> [What this task involves] Can you copy the material word for word, from the line with "Mark one point on each instance of the dirt" up to and including the line with "pixel 230 10"?

Records that point to named objects:
——
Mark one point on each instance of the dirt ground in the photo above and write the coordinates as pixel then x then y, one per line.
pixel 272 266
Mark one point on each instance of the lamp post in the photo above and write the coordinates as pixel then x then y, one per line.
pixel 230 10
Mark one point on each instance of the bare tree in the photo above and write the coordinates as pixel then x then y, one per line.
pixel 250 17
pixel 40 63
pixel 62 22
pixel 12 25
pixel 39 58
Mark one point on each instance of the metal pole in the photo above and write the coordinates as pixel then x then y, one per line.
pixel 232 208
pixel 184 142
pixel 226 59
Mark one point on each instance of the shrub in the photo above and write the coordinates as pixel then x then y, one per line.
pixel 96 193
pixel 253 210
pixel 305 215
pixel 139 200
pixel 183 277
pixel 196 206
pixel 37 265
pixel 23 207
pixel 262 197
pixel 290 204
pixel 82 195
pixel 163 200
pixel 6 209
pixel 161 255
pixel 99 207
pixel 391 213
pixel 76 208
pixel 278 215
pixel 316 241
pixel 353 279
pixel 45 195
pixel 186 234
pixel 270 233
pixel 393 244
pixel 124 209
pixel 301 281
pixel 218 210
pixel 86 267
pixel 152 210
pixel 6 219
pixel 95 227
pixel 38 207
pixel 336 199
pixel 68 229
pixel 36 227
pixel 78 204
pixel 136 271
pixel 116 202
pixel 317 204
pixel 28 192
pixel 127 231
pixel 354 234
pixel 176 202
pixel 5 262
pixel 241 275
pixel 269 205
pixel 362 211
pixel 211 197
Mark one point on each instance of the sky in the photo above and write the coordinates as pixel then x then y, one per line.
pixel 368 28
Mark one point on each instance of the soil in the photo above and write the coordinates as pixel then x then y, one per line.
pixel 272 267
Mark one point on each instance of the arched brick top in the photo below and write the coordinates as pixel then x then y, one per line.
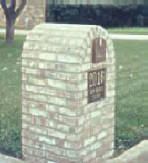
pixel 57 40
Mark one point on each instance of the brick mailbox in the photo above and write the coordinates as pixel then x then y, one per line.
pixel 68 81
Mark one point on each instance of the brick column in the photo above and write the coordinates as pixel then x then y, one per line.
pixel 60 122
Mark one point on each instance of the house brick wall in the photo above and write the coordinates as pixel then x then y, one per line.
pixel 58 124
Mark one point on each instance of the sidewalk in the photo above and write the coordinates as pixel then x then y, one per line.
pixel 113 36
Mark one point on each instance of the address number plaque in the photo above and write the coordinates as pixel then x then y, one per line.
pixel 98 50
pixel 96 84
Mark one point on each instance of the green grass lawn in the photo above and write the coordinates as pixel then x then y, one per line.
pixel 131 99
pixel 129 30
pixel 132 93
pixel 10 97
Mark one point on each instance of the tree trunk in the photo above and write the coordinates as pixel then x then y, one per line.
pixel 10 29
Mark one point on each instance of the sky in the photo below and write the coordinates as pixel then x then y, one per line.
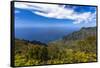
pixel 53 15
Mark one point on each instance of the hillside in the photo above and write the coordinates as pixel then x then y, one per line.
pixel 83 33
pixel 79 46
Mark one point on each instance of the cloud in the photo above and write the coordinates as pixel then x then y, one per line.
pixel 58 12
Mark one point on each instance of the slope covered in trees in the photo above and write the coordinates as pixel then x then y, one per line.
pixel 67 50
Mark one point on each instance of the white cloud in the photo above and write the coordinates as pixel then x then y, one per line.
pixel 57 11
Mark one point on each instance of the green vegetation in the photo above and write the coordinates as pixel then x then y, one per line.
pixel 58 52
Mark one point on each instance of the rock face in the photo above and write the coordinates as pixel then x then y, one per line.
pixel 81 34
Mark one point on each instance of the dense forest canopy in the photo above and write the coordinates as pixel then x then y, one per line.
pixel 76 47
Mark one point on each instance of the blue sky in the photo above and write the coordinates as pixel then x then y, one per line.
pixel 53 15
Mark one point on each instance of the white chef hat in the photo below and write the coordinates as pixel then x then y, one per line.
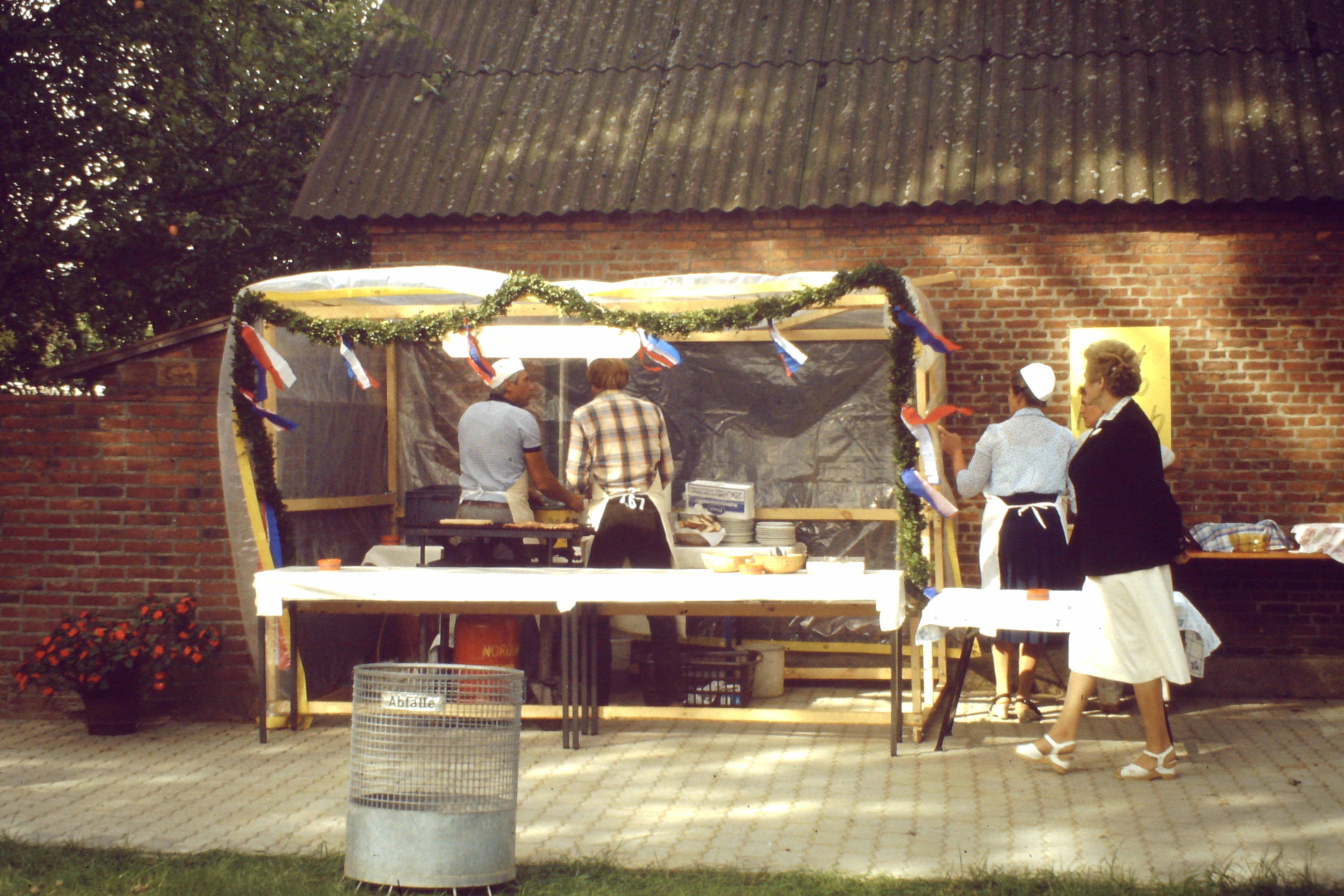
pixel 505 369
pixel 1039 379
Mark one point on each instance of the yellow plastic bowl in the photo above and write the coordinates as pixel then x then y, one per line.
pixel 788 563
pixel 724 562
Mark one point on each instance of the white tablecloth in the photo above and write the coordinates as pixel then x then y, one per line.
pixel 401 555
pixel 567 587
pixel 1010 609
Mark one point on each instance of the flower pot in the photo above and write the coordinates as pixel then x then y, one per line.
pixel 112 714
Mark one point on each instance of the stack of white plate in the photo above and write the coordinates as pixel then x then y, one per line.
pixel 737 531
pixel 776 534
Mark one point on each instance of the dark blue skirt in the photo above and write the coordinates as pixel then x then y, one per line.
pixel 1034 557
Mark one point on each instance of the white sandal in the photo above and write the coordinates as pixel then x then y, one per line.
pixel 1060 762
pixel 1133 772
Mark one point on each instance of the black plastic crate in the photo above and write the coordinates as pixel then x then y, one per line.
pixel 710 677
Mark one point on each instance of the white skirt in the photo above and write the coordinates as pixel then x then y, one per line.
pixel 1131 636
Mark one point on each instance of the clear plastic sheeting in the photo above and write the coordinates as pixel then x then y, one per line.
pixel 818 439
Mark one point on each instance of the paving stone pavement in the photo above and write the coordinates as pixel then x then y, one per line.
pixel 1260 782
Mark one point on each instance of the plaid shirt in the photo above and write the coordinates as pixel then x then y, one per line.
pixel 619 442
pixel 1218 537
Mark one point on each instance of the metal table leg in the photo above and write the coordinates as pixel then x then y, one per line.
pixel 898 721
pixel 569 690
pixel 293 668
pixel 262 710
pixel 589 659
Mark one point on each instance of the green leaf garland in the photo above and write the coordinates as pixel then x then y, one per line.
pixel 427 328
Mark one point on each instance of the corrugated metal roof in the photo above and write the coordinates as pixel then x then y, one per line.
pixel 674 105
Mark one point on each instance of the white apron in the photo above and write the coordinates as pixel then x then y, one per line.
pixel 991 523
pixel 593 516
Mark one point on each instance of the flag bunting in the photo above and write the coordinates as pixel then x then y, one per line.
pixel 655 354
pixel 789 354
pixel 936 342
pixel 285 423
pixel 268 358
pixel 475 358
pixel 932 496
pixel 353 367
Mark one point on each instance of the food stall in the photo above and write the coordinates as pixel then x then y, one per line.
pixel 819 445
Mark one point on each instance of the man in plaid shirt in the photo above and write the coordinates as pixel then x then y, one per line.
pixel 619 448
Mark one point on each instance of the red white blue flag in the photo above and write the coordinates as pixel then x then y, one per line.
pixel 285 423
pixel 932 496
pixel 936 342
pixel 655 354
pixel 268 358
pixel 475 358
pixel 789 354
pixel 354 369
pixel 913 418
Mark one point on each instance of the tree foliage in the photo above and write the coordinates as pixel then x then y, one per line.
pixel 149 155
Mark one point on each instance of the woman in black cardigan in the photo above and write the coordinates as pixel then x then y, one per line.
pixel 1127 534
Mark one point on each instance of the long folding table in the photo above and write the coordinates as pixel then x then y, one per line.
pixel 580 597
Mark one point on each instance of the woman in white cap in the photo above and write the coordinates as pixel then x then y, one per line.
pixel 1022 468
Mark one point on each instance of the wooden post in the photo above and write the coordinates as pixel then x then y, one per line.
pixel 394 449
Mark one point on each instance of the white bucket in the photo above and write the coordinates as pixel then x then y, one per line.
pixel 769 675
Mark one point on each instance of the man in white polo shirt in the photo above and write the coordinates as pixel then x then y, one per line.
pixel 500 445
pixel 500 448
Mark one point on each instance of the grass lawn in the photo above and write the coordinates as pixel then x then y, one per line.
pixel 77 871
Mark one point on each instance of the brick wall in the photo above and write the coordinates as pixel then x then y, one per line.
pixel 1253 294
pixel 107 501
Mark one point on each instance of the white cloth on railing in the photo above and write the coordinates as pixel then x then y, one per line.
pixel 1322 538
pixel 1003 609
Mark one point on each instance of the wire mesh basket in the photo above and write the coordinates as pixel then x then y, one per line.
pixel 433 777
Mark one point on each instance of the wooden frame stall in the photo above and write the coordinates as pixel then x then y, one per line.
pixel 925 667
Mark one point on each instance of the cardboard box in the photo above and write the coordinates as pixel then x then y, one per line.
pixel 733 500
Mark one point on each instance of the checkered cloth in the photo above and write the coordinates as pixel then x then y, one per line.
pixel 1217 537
——
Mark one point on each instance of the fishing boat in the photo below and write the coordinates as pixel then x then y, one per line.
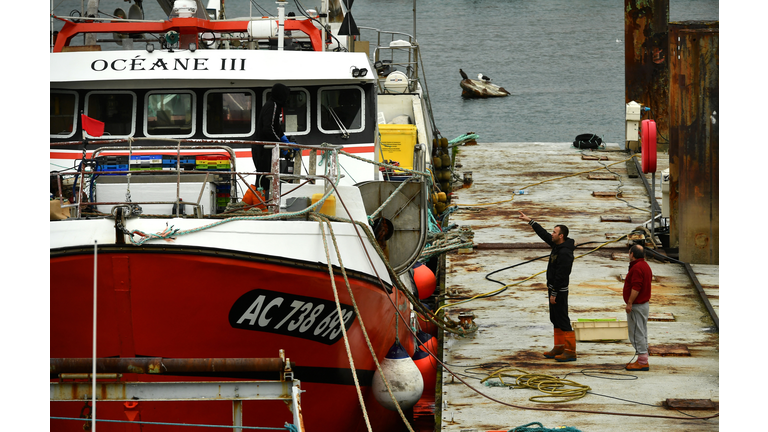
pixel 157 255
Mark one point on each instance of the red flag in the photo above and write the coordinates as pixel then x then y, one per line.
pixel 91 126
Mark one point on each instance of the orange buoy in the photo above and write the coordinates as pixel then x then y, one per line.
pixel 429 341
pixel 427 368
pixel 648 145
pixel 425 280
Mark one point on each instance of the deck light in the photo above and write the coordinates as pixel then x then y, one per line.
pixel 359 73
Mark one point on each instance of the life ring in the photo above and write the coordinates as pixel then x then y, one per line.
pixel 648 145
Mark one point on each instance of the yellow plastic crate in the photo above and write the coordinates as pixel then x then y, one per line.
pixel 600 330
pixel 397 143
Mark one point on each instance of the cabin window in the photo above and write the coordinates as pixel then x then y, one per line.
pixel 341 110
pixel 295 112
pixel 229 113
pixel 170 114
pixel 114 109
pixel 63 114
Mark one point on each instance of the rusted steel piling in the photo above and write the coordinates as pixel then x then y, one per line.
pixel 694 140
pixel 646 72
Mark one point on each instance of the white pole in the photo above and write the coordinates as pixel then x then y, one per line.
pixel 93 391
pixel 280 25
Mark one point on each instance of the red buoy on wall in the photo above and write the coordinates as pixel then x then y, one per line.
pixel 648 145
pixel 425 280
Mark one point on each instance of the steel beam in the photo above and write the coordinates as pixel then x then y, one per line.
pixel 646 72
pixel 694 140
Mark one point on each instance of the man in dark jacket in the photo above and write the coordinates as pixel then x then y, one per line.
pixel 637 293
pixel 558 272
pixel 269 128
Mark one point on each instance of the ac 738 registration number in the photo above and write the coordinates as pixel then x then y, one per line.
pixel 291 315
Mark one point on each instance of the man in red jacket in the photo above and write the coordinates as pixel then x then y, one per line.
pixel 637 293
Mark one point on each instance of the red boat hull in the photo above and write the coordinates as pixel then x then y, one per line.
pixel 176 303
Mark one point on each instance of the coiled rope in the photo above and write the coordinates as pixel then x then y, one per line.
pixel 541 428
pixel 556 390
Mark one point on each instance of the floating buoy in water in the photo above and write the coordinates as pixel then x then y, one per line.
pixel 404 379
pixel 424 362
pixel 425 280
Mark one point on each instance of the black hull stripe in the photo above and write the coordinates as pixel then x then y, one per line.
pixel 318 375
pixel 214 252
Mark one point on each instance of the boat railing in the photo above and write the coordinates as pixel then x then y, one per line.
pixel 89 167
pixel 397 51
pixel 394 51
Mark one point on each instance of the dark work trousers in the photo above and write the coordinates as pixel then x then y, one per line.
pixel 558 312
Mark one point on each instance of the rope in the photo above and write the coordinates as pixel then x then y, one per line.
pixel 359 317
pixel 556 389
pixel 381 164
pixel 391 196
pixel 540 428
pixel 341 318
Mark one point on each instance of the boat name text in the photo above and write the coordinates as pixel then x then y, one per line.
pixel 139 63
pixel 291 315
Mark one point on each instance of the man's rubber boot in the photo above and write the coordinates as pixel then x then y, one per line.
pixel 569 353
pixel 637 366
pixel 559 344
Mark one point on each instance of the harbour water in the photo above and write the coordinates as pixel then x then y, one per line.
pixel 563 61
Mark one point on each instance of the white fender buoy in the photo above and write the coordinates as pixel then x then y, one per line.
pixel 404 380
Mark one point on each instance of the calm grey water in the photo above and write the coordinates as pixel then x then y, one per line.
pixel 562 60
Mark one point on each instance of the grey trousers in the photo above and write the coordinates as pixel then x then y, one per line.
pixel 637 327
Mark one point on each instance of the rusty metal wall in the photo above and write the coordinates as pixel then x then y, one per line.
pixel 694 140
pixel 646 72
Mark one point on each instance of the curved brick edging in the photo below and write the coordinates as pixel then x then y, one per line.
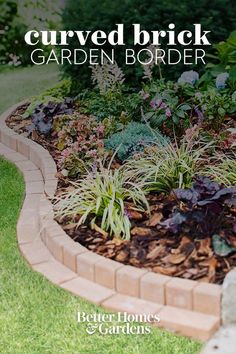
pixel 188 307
——
> [Exercise answer]
Mark one point on each instance of the dirt ground in the photo above and write the coordinates as pixel then x then y, one per line.
pixel 272 266
Mark one point on each instance of the lamp post in the photo above and write the coordinates as pixel then x then y, one per line.
pixel 230 10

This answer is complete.